◆ **DIRECTIONS FOR THIS TASK**
The entries below are to be duplicated exactly, with nothing left out.
--- MATERIAL PROVIDED Enclosed Below ---
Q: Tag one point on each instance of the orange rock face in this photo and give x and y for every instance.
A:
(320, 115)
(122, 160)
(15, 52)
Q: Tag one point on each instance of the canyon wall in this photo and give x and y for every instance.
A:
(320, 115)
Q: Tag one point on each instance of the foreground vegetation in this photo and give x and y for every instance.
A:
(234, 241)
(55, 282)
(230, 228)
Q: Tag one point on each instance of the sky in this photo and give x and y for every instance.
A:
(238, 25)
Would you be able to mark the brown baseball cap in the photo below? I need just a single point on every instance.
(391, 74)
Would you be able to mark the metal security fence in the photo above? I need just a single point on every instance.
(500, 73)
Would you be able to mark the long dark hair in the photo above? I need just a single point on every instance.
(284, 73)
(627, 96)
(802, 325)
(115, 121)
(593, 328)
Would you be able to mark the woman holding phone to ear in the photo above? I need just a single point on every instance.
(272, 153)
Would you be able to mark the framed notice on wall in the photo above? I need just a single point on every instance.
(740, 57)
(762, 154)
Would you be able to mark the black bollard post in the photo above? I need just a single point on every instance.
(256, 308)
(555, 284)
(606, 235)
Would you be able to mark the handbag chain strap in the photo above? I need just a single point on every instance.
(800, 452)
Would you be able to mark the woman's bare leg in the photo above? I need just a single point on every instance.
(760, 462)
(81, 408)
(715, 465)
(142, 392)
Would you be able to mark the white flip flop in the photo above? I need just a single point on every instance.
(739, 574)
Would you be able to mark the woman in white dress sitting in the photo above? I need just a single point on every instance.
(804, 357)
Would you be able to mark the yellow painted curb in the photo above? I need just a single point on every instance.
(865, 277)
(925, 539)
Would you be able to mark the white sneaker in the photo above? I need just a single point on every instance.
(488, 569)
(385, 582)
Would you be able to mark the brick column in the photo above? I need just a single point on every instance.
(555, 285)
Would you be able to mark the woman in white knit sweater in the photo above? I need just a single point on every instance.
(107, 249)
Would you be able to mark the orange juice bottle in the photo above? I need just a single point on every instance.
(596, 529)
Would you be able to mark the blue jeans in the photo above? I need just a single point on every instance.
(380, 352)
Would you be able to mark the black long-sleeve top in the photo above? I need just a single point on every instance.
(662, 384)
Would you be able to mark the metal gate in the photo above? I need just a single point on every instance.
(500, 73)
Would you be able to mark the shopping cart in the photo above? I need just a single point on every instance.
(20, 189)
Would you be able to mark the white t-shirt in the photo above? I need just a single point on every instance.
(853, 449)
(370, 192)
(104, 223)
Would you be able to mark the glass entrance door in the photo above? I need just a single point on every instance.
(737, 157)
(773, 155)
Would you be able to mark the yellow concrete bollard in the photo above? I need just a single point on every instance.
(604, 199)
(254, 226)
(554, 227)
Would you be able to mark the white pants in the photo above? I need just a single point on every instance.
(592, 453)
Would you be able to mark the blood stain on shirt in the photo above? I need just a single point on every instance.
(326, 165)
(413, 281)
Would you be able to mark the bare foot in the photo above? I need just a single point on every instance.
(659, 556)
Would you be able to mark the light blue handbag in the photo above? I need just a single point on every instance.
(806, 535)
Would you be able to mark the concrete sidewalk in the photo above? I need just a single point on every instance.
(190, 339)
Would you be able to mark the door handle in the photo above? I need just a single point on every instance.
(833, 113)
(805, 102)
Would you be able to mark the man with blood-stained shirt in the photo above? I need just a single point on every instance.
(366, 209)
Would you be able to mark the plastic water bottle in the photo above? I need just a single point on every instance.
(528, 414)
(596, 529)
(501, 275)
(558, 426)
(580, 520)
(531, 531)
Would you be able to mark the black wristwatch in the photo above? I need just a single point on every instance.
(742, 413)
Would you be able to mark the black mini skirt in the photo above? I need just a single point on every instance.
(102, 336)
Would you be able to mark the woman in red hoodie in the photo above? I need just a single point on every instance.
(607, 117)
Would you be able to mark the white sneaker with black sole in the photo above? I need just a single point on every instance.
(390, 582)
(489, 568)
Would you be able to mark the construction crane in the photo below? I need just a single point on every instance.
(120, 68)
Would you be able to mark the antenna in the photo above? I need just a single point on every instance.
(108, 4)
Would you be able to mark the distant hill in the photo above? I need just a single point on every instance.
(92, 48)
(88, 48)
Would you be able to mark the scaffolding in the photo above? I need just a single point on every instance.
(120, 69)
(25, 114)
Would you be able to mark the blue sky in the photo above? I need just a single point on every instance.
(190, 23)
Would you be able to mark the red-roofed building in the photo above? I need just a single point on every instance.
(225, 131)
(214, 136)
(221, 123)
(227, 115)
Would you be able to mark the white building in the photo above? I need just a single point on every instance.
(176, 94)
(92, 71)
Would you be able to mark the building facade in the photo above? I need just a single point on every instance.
--- End of Enclosed MATERIAL PROVIDED ---
◆ **FINISHED EXERCISE**
Q: Tag one point on each instance of the orange rock face in this photo and give x and y for every instance.
A:
(320, 115)
(122, 160)
(15, 52)
Q: Tag one point on each instance of the canyon wall in this photo and give x and y for every instance.
A:
(320, 115)
Q: Tag one point on each instance of the foreground vegetation in this photo and give x and y for every instance.
A:
(234, 241)
(55, 282)
(230, 228)
Q: Tag one point on each instance of the sky in this photo and give x and y for every instance.
A:
(238, 25)
Would you be able to mark the brown baseball cap in the photo below? I need just a single point on every instance.
(391, 74)
Would you be able to mark the metal security fence in the photo above? I need just a single point on every instance.
(500, 73)
Would you be able to mark the long dark hair in the photo above? I need just a single point on every instance.
(284, 73)
(627, 96)
(802, 325)
(115, 121)
(593, 328)
Would you be able to mark the woman holding phone to ear in the photo above? I need just a single point on every instance.
(272, 153)
Would you be able to mark the framed notice on wall in the photo above? I need just a single point on every instance.
(740, 57)
(762, 154)
Would you be able to mark the black bollard post in the photo above? I need just a single point on every instance.
(256, 308)
(555, 284)
(606, 235)
Would you be able to mark the handbag chain strap in the photo above? I need just a single point on every instance.
(800, 452)
Would you be able to mark the woman's bare leg in the photo above? I need just a single point on every instance.
(760, 462)
(81, 408)
(715, 465)
(142, 392)
Would you be able to mark the white flip flop in the photo above? I need just a single point on every instance.
(739, 574)
Would you be able to mark the woman in white dress sitting in the photo above? I need just a single point on every instance.
(804, 357)
Would you be able to mark the yellow painted curb in the photo above? I need just a single point on every instance.
(865, 277)
(925, 539)
Would you be able to mark the white sneaker in the photo above? I need just a single point on every instance.
(488, 569)
(385, 582)
Would you be able to mark the brick column in the photo above? I need just a single point on every instance.
(555, 285)
Would you be able to mark the woman in white knit sweater in the photo above? I need just a single point on every instance.
(107, 249)
Would you be able to mark the orange juice bottle in the photo above? I need just a single point on every instance.
(596, 529)
Would you be able to mark the blue jeans in the photo above? I need just a single point on every instance.
(380, 352)
Would you be able to mark the black long-sleeve top in the photo above? I need just a single point on every instance.
(662, 384)
Would you be able to mark the metal gate in the photo above? I need just a single point on every instance.
(500, 73)
Would you be able to mark the shopping cart in the photo above? I need just a single point on every instance.
(20, 189)
Would you be able to mark the white t-shirt in the photo above? I need just a single point on every instance.
(853, 449)
(370, 192)
(104, 223)
Would you be able to mark the glass entrance door in the photo above? I need just a single point on every instance.
(737, 157)
(773, 155)
Would you be able to mark the yellow concrete bollard in the photo above? I need just a single point on every instance.
(604, 199)
(254, 226)
(554, 227)
Would you be able to mark the white pants in the photo above? I need just a single point on every instance.
(592, 453)
Would you be able to mark the blood stain on shirt in the photo above? I need just a single point on every instance.
(326, 165)
(413, 281)
Would you be able to mark the bare foot in the photo above? I need just a single point on every instance.
(659, 556)
Would you be able to mark the light blue handbag in the photo above? I need just a single point on every instance.
(806, 535)
Would you be able to mark the concrete sidewalk in the photo above? I need just a single point on every instance.
(190, 339)
Would you be able to mark the door handle in the photo above? I need just a single point on every instance.
(833, 113)
(805, 102)
Would you be able to mark the man with blood-stained shirt in the photo above? I need just a single point on every instance.
(366, 209)
Would you be able to mark the plastic water bottle in the photo above? I need just a single point on every instance.
(528, 414)
(596, 529)
(501, 275)
(558, 426)
(580, 520)
(531, 531)
Would you be able to mark the black wristwatch in the photo above? I need just a single point on every instance.
(742, 413)
Would you be able to mark the black mini skirt in the photo above? I need just a single point on every instance.
(102, 336)
Would you be able to mark the woman in red hoodie in the photo above? I need just a single point on every instance.
(607, 117)
Would you be able to mark the white sneaker with black sole in the photo above? I need just a single point on every instance.
(390, 582)
(489, 568)
Would you be able to mark the construction crane in the photo below? I need just a single point on every instance.
(120, 68)
Would you be able to mark the antenna in the photo above? I need just a single point on every instance.
(108, 4)
Would you be able to mark the distant hill in the photo above? I need just a single point on every instance.
(92, 48)
(88, 48)
Would you be able to mark the scaffolding in the photo above? I need just a single point on every instance.
(120, 69)
(25, 114)
Would you be able to mark the blue sky in the photo above? I need just a single point on every instance.
(190, 23)
Would you be able to mark the red-roofed building in the photo above? I need just a single point on every instance.
(225, 131)
(214, 136)
(221, 123)
(227, 115)
Would you be able to mark the white building in the photo above? I need just a single point on every instance.
(176, 94)
(92, 71)
Would you be able to mark the building facade in the photo above? I need just a single point on every instance.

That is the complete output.